## Data shown:
▬▬▬▬▬▬▬▬▬▬
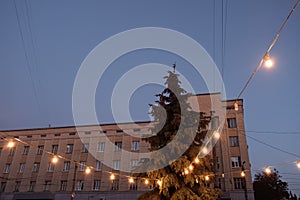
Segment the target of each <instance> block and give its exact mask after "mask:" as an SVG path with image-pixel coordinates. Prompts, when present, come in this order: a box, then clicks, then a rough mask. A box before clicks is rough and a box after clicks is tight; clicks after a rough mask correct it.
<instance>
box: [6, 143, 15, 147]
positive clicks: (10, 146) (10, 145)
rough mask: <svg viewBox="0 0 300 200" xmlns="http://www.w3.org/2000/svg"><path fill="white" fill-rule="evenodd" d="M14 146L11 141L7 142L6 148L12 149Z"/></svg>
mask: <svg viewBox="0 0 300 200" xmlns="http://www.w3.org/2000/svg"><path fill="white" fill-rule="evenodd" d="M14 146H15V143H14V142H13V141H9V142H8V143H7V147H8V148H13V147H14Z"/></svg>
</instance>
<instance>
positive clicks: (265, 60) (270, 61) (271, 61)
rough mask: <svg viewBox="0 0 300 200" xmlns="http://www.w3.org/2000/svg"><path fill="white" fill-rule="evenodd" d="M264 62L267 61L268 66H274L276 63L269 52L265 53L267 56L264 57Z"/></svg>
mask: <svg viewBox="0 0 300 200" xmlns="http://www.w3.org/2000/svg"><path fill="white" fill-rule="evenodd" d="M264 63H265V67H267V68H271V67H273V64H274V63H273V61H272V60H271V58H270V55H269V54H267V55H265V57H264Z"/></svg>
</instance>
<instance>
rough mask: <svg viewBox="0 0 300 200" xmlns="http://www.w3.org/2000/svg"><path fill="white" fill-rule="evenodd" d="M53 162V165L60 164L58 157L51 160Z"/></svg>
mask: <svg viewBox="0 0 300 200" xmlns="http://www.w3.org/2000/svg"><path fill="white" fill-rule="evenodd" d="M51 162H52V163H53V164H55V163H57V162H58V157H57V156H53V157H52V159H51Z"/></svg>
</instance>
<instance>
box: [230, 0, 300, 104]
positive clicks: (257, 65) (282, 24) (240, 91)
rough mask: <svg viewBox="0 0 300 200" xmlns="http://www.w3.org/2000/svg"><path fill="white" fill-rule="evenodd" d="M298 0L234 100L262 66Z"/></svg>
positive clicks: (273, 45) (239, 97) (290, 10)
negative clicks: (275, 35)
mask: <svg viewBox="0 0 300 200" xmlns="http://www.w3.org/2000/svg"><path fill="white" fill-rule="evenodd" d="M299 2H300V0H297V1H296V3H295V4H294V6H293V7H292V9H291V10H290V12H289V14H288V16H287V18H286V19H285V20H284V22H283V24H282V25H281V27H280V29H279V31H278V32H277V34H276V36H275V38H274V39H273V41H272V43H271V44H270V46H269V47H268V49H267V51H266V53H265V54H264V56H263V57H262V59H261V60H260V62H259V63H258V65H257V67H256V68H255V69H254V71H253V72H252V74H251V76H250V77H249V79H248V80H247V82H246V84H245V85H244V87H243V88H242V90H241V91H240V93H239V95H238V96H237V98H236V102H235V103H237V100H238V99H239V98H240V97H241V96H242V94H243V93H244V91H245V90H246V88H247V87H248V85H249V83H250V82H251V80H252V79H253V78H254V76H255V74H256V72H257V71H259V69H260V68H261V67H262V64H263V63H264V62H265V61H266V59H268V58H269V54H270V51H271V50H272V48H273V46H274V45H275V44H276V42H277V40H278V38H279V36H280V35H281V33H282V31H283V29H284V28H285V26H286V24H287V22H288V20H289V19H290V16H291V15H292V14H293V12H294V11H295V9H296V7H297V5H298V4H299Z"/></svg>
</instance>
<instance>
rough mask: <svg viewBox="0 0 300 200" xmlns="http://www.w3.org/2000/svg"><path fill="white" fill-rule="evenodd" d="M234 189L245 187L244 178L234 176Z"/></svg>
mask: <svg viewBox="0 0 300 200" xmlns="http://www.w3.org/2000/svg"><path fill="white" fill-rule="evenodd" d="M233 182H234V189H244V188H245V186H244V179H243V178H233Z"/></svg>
▬▬▬▬▬▬▬▬▬▬
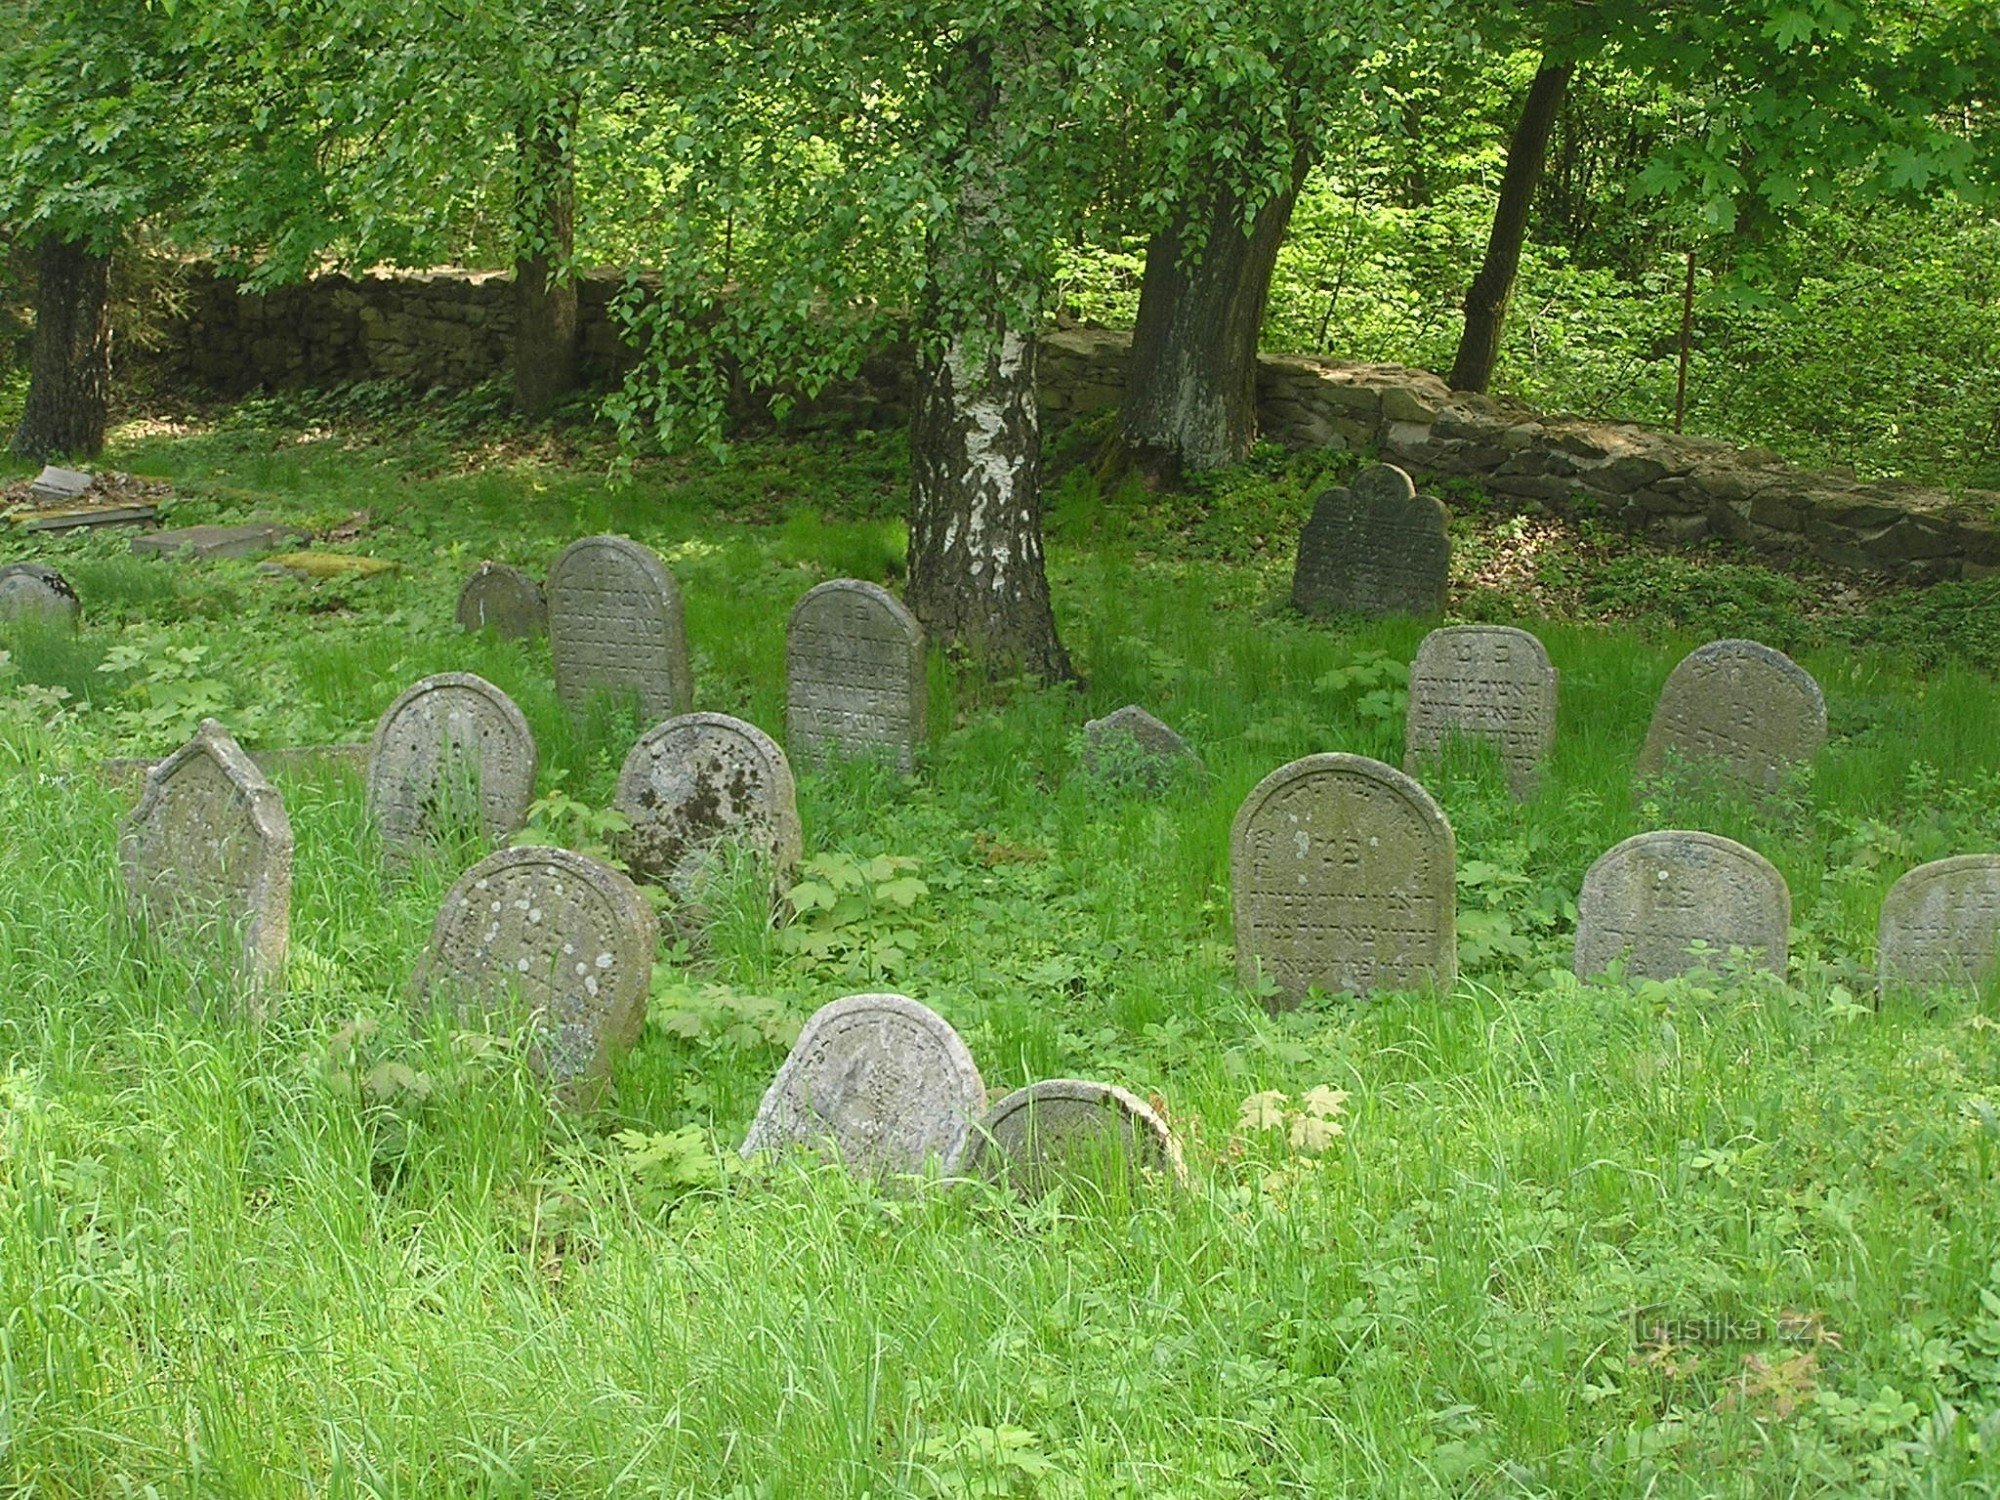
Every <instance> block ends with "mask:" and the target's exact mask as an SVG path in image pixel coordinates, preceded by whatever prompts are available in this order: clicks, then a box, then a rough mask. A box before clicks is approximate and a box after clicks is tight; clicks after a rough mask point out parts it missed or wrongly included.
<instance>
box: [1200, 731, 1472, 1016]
▬▬▬▬▬▬▬▬▬▬
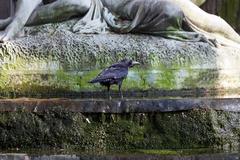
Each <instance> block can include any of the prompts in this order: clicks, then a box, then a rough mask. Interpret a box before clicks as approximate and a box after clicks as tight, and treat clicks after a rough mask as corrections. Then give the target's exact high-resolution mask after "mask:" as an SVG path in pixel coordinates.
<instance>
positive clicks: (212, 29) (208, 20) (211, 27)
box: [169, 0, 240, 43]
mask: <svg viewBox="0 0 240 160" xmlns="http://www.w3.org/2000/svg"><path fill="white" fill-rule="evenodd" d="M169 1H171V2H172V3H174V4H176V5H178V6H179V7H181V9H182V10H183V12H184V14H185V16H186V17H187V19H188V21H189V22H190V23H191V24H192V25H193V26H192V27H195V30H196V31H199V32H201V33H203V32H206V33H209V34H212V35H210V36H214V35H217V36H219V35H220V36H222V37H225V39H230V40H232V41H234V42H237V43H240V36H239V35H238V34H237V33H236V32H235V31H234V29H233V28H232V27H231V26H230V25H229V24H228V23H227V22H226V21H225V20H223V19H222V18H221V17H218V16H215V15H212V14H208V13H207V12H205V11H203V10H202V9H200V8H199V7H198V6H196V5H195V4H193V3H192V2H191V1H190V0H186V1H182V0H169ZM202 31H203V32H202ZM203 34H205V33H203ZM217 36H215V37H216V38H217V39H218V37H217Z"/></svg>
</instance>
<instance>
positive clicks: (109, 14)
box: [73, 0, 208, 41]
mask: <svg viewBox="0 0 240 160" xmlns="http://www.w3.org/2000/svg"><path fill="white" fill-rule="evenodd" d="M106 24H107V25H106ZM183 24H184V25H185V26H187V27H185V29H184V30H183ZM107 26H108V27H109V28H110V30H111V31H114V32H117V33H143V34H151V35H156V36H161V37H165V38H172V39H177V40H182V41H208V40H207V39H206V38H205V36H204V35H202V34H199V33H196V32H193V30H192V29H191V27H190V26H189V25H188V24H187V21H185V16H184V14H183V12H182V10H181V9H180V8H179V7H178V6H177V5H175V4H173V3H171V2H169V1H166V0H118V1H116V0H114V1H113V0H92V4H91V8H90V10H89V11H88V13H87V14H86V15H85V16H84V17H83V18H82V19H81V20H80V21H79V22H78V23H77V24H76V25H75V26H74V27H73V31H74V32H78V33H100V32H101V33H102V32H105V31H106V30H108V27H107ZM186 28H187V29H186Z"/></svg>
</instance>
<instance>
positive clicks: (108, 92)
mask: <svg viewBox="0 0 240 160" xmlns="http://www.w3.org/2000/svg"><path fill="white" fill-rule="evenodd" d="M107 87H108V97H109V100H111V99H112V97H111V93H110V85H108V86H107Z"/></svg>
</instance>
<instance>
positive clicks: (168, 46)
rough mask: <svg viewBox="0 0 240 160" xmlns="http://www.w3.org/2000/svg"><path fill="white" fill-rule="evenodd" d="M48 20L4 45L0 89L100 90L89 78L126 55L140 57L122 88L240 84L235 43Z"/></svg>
▬▬▬▬▬▬▬▬▬▬
## Task prompt:
From the records above, retype only the lines starting at the line that contains "Segment the target" and ending at the line that contains "positive clicks: (265, 60)", both included.

## Task response:
Segment the target of each <instance> block and give its exact mask after "mask:" as an SVG path with image-pixel coordinates. Prompts, when present, come in this order: a box, then clicks, then a rough mask. A box before clicks is rough and a box after clicks is tight; clicks after a rough mask correct it.
<instance>
box: [6, 143, 15, 147]
positive clicks: (10, 146) (10, 145)
rough mask: <svg viewBox="0 0 300 200" xmlns="http://www.w3.org/2000/svg"><path fill="white" fill-rule="evenodd" d="M14 146L11 141L7 142L6 148L12 149Z"/></svg>
mask: <svg viewBox="0 0 300 200" xmlns="http://www.w3.org/2000/svg"><path fill="white" fill-rule="evenodd" d="M14 146H15V143H14V142H13V141H9V142H8V143H7V147H8V148H13V147H14Z"/></svg>
</instance>
<instance>
positive clicks: (265, 60) (270, 61) (271, 61)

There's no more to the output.